_Document passage_

Although Shakespeare casts his play as a tragedy, the real tragedy is that this type of moral manipulation goes on everyday around us. 

Watch for it in the secular news and in secular entertainment. Whether on radio, television, internet, or in print, the same gambit is used constantly to lead us beyond the point of moral judgment and into accepting what – with clear reason and unclouded emotion – we would always recognize as wrong.

A story is told.  In the story we meet a person with deep emotions: fright, confusion, self-doubt, hurt, anger, loneliness. We are invited by the retelling of the story to pity the person, and when our own emotions are captured in the dragnet of the story’s sentimentality – gotcha! – only then are we confronted with the real crux of the story: something which, with unclouded reason, we would otherwise recognize as a moral wrong. Over and over again this pattern is repeated, in news and in sit-coms, in films and in human interest stories. With the skill of the great bard long ago, the story opens us to deep emotion and then asks us to suspend moral judgment in favor of pity.

_Excerpted records_

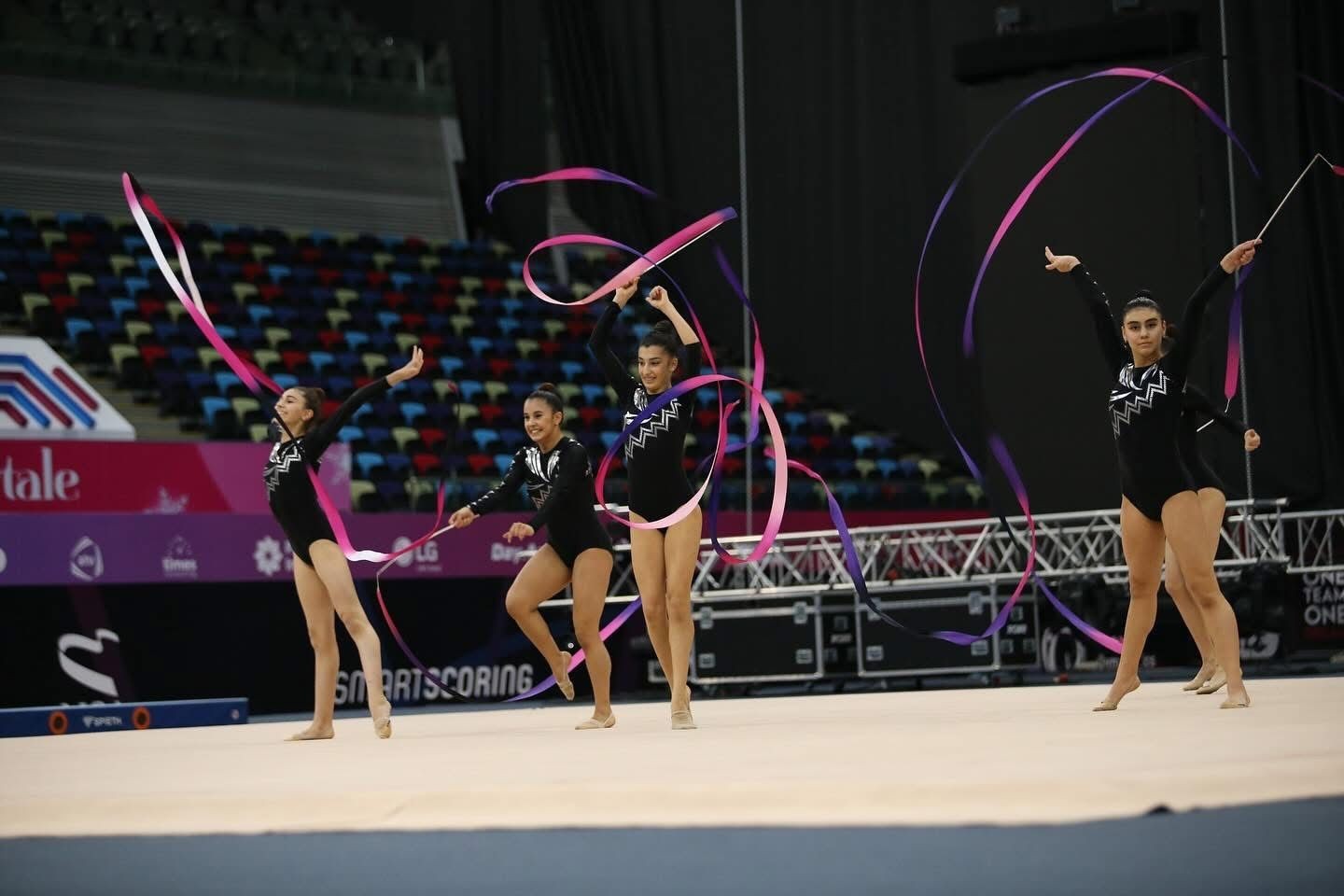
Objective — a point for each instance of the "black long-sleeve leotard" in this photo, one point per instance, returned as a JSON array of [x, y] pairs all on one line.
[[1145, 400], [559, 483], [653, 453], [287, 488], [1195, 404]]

...

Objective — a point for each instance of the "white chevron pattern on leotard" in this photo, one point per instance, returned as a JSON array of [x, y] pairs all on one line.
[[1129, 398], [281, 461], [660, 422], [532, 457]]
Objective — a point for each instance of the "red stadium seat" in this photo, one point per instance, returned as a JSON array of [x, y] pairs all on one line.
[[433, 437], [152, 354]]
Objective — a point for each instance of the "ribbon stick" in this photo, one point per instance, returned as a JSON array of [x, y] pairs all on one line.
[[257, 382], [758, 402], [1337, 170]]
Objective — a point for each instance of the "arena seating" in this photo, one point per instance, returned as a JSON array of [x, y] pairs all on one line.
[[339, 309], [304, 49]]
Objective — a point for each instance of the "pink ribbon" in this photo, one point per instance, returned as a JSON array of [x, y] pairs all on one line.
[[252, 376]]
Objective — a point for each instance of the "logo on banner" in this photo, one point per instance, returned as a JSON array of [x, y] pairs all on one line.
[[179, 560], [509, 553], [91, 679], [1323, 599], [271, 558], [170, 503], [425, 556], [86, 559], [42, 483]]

--

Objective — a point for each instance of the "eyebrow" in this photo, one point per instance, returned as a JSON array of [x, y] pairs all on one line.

_Short task 1_
In the passage about moral manipulation, what does the story ask us to set aside in favor of pity?
_Short task 2_
Write the next part of the passage about moral manipulation, picking up after its last sentence.
The lines have nothing to do with the passage about moral manipulation.

_Written response 1_
Moral judgment.

_Written response 2_
But right is right and wrong is wrong, sin is sin, and what is disordered remains disordered even if we so desperately want the subject of our pity to find happiness. The goal of this trap is for us to conclude that the only absolute is the right to happiness, and any means are acceptable to attain it.  What we would recognize as wrong or sinful or evil in any other setting becomes something we can overlook when we fall into this trap.  Gotcha!

There is a cruel reality which every generation has had to face: life is sometimes unfair and there are things that happen in life that we can’t always understand or explain. This reality points us in hope toward a goal beyond this world, and by realizing that some aches cannot be healed and some thirsts cannot be slaked in this life, we allow a more penetrating reality to remain always in our purview: we were created for infinity, for Heaven, for life with God, and nothing less will suffice.

From deep pain arises great art.  Even more so, from deep pain arises great faith.